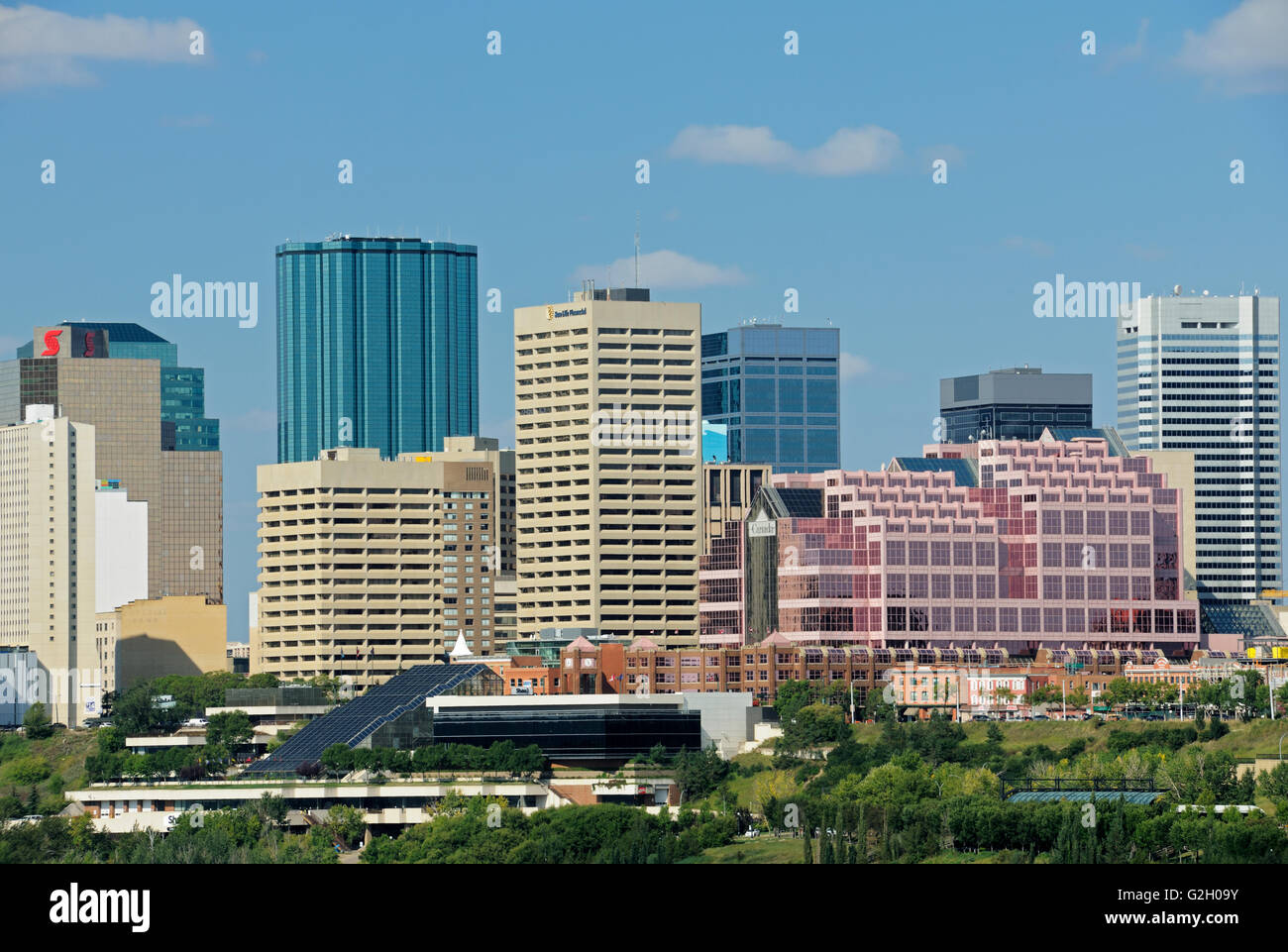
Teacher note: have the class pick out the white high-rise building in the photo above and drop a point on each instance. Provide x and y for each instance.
(1201, 373)
(121, 534)
(47, 561)
(608, 466)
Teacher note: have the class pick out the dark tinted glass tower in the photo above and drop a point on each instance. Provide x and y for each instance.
(376, 346)
(777, 389)
(1013, 403)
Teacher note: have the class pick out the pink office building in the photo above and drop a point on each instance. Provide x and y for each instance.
(1014, 544)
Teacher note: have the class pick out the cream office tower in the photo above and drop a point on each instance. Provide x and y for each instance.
(369, 567)
(608, 468)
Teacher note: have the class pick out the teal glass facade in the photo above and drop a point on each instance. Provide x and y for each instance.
(777, 389)
(376, 346)
(184, 424)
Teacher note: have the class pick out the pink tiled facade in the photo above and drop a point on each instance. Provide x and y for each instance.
(1060, 544)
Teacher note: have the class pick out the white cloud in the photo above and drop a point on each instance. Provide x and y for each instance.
(40, 48)
(1127, 54)
(846, 153)
(661, 269)
(854, 366)
(1033, 247)
(1247, 48)
(500, 429)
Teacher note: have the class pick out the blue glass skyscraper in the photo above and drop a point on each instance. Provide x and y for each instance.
(376, 344)
(778, 391)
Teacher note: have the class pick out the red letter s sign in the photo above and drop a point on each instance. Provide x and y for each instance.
(52, 342)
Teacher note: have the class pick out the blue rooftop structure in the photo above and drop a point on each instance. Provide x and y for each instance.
(183, 389)
(357, 720)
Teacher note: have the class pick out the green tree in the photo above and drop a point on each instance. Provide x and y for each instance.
(27, 771)
(338, 759)
(791, 695)
(1273, 785)
(346, 823)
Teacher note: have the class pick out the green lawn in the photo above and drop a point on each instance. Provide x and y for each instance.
(763, 849)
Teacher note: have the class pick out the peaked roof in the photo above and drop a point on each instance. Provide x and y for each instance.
(1067, 434)
(965, 472)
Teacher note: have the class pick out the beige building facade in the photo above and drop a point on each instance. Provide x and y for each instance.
(183, 489)
(726, 492)
(178, 634)
(608, 467)
(47, 558)
(485, 450)
(369, 566)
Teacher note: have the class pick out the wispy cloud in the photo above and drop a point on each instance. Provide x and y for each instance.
(661, 269)
(1033, 247)
(1145, 254)
(47, 48)
(1245, 51)
(257, 420)
(846, 153)
(854, 366)
(197, 121)
(1127, 54)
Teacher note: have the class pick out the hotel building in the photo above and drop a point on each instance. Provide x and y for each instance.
(47, 562)
(1016, 544)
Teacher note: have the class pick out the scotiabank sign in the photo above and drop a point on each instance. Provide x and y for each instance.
(69, 340)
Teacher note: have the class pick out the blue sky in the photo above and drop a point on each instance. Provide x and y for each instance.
(767, 171)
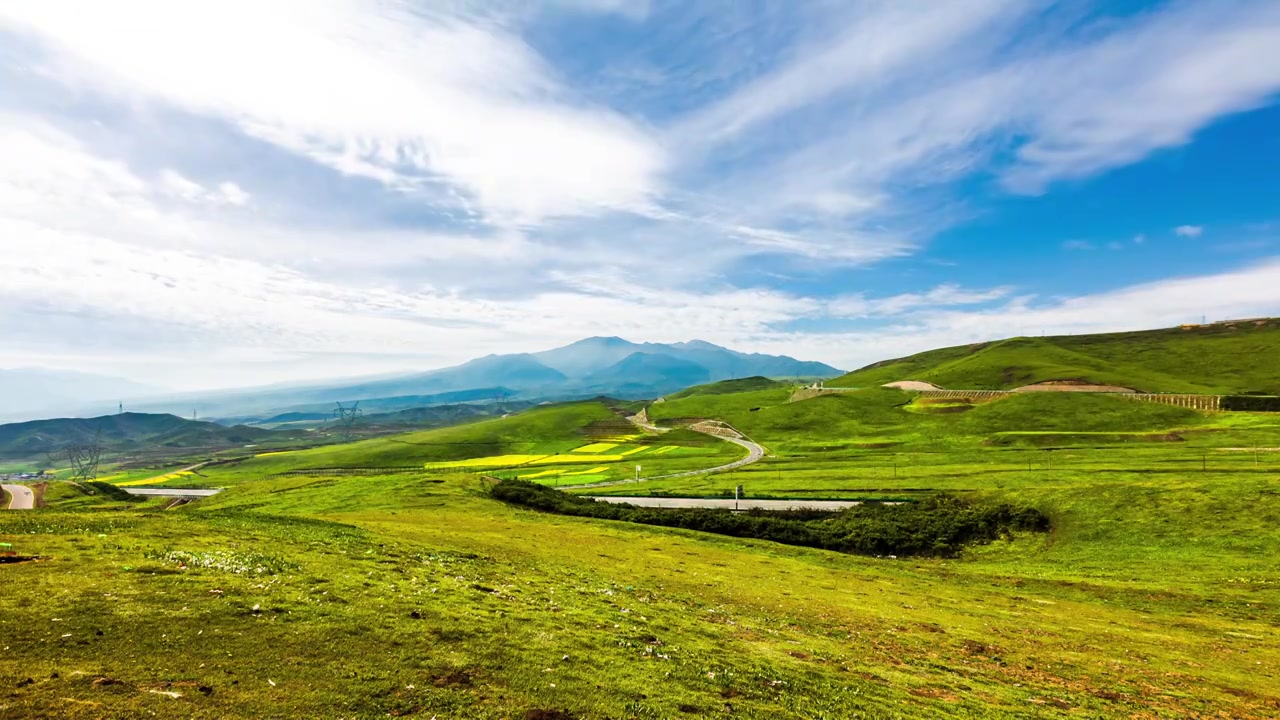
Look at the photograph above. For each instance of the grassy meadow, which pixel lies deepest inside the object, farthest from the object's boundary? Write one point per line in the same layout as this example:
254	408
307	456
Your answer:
417	595
1215	359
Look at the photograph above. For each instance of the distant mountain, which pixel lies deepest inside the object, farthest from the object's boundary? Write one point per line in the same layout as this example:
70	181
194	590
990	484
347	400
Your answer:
32	390
123	432
641	373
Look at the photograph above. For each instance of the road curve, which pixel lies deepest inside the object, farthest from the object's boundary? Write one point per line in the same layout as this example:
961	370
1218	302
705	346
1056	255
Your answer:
754	452
22	497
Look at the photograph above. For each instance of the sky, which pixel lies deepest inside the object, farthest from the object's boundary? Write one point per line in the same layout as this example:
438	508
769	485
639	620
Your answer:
234	192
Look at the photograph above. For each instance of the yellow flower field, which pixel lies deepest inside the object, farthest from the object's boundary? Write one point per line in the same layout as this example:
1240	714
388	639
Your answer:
558	459
492	461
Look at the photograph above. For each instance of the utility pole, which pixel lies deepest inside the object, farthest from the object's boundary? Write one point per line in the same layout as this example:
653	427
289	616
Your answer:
347	418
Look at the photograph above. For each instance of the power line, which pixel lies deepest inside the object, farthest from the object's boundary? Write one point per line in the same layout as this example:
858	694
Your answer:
347	418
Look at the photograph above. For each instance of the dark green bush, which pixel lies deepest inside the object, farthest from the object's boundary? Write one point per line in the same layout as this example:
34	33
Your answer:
114	492
941	525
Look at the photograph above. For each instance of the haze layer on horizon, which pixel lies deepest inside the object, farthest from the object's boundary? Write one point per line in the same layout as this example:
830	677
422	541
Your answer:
232	194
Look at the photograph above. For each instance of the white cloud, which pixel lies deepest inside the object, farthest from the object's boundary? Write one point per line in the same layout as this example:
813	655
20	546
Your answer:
375	89
553	217
941	296
856	117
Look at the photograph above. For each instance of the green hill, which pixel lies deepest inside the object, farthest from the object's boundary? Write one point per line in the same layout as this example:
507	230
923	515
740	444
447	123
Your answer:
127	431
886	417
552	428
726	387
1215	359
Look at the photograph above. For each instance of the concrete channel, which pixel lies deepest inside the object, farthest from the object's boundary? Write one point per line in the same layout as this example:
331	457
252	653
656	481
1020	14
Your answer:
730	504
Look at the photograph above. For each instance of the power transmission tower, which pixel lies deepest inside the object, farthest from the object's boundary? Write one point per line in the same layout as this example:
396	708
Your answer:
347	418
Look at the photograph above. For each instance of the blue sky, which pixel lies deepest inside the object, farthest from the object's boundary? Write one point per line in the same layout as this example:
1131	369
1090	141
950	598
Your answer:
223	194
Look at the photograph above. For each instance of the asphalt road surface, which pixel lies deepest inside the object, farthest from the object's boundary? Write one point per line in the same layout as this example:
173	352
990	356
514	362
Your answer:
174	492
22	497
753	454
732	504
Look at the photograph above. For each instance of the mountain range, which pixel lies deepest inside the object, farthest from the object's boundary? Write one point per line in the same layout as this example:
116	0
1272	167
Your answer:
592	367
37	392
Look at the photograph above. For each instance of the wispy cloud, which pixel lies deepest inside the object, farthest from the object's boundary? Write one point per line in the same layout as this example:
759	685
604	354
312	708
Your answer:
402	95
411	185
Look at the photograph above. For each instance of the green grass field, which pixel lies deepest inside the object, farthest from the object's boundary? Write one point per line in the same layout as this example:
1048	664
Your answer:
1219	359
416	595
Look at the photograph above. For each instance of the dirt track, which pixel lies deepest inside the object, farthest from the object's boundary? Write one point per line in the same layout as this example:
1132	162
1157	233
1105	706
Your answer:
23	499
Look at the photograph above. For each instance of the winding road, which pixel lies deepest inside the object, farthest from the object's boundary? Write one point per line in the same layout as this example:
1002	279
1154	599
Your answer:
22	497
754	452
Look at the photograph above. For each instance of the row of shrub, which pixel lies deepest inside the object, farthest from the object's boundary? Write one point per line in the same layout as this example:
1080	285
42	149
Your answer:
940	525
1251	402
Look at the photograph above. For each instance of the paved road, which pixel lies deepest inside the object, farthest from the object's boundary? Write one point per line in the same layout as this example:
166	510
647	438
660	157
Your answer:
22	497
732	504
754	452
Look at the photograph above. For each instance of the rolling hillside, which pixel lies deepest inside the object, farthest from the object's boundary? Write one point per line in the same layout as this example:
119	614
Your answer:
127	431
1234	358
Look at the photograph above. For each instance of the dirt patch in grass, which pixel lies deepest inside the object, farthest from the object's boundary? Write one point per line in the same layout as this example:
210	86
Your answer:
16	559
1072	386
539	714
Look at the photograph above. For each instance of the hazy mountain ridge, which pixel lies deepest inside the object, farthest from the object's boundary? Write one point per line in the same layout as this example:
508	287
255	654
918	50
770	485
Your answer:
593	367
124	431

--------------------------------------------------

◆ Written request
Rewrite all the rows above with "Teacher note" replaced by "Instructor note" everywhere and nothing else changed. Leave the pictures out.

◆ Complete answer
Instructor note: have the class pick out the white high-rise building in the photo above and drop a point on each instance. Provide x and y for each instance.
(1201, 373)
(121, 534)
(47, 561)
(608, 466)
Instructor note: have the class pick out the dark tinted glass tower in the photo above and drop a point on each instance. Provide x and y for each instance.
(376, 346)
(777, 389)
(1013, 403)
Instructor note: have the class pick out the pink office building in the photo above and drop a point on each instance. Provide x and y for each instance.
(1014, 544)
Instructor note: have the class pick out the cream office tower in the photo above and drop a point on each instance. Provide x and y for each instance.
(369, 567)
(608, 468)
Instructor note: have the class pick out the teal glass facade in the photo above and drop a point on each instance. Provide x and y for each instance.
(777, 389)
(376, 346)
(184, 424)
Instructor note: have the class pick out the pink tiled facade in the photo above and drop a point on each instance. Provide x and y for each instance.
(1060, 544)
Instructor note: have the class pick out the white cloud in the photo above and drop a point on each instance. Provide x and y for each instance.
(40, 48)
(1127, 54)
(846, 153)
(661, 269)
(854, 366)
(1033, 247)
(1247, 48)
(500, 429)
Instructor note: have the class pick out the blue glass skyscraper in the photo above and drop a point on each instance. Provide x and y for each instance.
(376, 344)
(778, 391)
Instructor note: have the class pick out the red letter s sign in the photo above and drop a point on each instance. Provide x and y for each instance.
(52, 342)
Instructor note: have the class pick out the blue rooftop structure in the photo above and drop a point on each instance. Provide x and y for each instance.
(183, 389)
(357, 720)
Instructor note: have the class pick out the green tree in the photo above and drop a point on each instance. Provide x and y for each instance.
(27, 771)
(338, 759)
(791, 695)
(1273, 785)
(346, 823)
Instructor note: have the class pick out the green lawn in the photo above and drop a point on each instance. Provide x and y for each instance.
(763, 849)
Instructor note: have the class pick out the peaked roof in the photo above and drop a point on each instance. Provide x and y for each instance.
(1067, 434)
(965, 472)
Instructor note: have the class pick out the beige building facade in the photo above and drop a point on each instance. Provide x and y for each instance.
(183, 489)
(726, 492)
(178, 634)
(608, 467)
(47, 558)
(485, 450)
(369, 566)
Instructor note: have the class pick out the wispy cloud in the photo above and drop a point on each instance. Provide x and y for each instance.
(661, 269)
(1033, 247)
(1145, 254)
(47, 48)
(1245, 51)
(257, 420)
(846, 153)
(854, 366)
(197, 121)
(1127, 54)
Instructor note: have the class pick out the hotel building in the photo above and drop a point on each instance. Provide x and y for each instance.
(47, 562)
(1016, 544)
Instructor note: have the class pick out the scotiabank sign in the photo above and drop a point on each instance. Provide x and y for each instance.
(69, 340)
Instructor note: have the class pick out the blue sky in the photo above and drop a point on each instance. Provide x and y for each instance.
(767, 171)
Look at the photograph above. For each instance of the grassy meadow, which pixel lies deepest inside the object, farthest from the object's boundary? Write one point per line in the same layout as this example:
254	408
307	456
Your answer:
417	595
1215	359
Look at the photograph above. For each instance of the distant mountain, which pixel lies deepest inside the object, farthest from the object's boundary? Write one point per line in the same layout as this example:
70	181
194	590
990	484
347	400
Your answer:
32	390
123	432
641	373
Look at the photograph above. For each instance of the road curve, which pixel lies deepest inside the object, farthest from the object's boundary? Write one point per line in the same layout as this example:
961	370
1218	302
705	346
1056	255
Your answer:
754	452
22	497
Look at the photograph above. For each instance of the sky, which pixel lies deepest inside the object, farthest from the object's boundary? Write one point per line in the same layout as this example:
438	508
769	485
639	620
Your answer:
234	192
Look at the photograph above. For each instance of the yellow flower field, which pixel lies deepest inside the object, farthest from the object's boundary? Write one point per line in the same layout as this example:
1240	714
388	639
Your answer:
558	459
492	461
Look at the photograph above. For each instance of the utility pole, which pixel lies deepest inside the object, farthest from the object's boundary? Write one point per line in the same layout as this example:
653	427
289	616
Your answer:
347	418
Look at the photograph above. For each instance of the power line, which pixel lies deepest inside the object, farthest from the object's boundary? Write one point per line in the same layout as this example:
858	694
Your answer:
347	418
Look at the photograph above. For each instance of the dark green bush, which pixel lies deepest inside the object, farthest from the object's boundary? Write one point per line in the same layout as this example:
34	33
Your answer:
114	492
941	525
Look at the photograph above. For each instance of the haze layer on horizon, which pixel lies deepest inside the object, farthest from the object's boundary? Write one point per line in the same layout as this example:
830	677
422	541
Your answer:
232	194
Look at the photograph above. For each instance of the white cloud, which pixel lies deepest inside the object, farthest from the object's boundary? Write one point per line in the same layout as this example:
813	655
20	546
Your answer:
375	89
553	217
941	296
856	117
Look at the photograph above. For each instance of the green hill, which pixel lies deepest inside the object, farthest from the object's boundary? Write one point per line in the same layout as this example:
507	230
923	515
740	444
447	123
Your answer:
127	431
886	417
552	428
726	387
1215	359
Look at the photograph above. For each instance of the concrete channel, which pixel lies deepest inside the object, farthest from the object's boundary? Write one point per line in the same layout as this example:
331	457
252	653
656	481
1020	14
Your answer:
730	504
Look at the photograph above. For each instance of the power transmission tower, which pixel lies deepest inside the object, farthest from the object's boundary? Write one point per line in the same layout as this example:
396	708
Your answer:
347	418
Look at the photograph above. For each instance of the blue sky, which pixel lies deepest inside the object, farthest from the object's boundary? Write one point per line in the same layout as this example:
1131	369
1090	141
950	598
Your answer:
223	194
Look at the photograph above. For each instance of the asphalt road surface, which pixel lies deepest inside the object, farthest from the object's boundary? Write one point per line in the same layout as this example:
173	352
990	356
514	362
Your answer:
174	492
22	497
753	454
732	504
Look at the photograph above. For each instance of the mountain range, which pixel lies deepest inside the object, farthest from the object's boundary? Write one point per line in the same layout as this example:
116	0
1272	167
Your answer:
592	367
37	392
Look at the photograph above. For each instance of the wispy cloud, which pixel lies deepest inside the object, farthest from the object's boundary? Write one point per line in the same layout as this example:
759	685
604	354
312	708
Your answer:
402	95
411	185
Look at the photograph above. For each instance of the green grass field, which pixel lies deepest inside the object, farthest from the object's boundary? Write one point per line in the same layout as this example:
1048	664
Your answer:
1219	359
416	595
Look at the photograph above. For each instance of the dirt track, which pixel lies deepest inside the object, farthest from the object's boundary? Write one point per line in the same layout as this example:
1132	162
1157	233
1105	706
Your answer:
23	499
Look at the photograph above. For each instance of the winding road, which pixel lies deepest inside the object, farthest from the object's boundary? Write one point per line in the same layout as this example:
1002	279
1154	599
Your answer:
22	497
754	452
Look at the photograph above. For each instance of the row of shrub, which pixel lies deepest inside the object, farthest from the object's boundary? Write one point per line in the same layout as this example:
1080	285
42	149
Your answer:
940	525
1251	402
Look at the photograph above. For each instance of the paved road, which pixel lies deepest inside the object, farthest from the object's boundary? Write one point per line in the same layout as this example:
166	510
647	438
660	157
Your answer:
22	497
732	504
754	452
Look at the photograph above. For each instance of the rolling hillside, which pixel lies deepest inside the object, farthest from the object's boundary? Write one point per line in the same layout as this example:
119	614
Your answer:
127	431
1234	358
Look at the photograph above. For each instance of the dirt patch in grass, which pixel lies deepest inside the object, farthest from the object's boundary? Write one point per line in the same layout as this example:
210	86
Your answer:
16	559
1072	386
539	714
Look at the photograph above. For each instance of the hazy mountain ridge, which pixel lies deepest inside the object, farthest from the object's boundary? Write one point per line in the same layout as this example:
508	287
255	654
918	50
770	485
Your answer:
593	367
124	431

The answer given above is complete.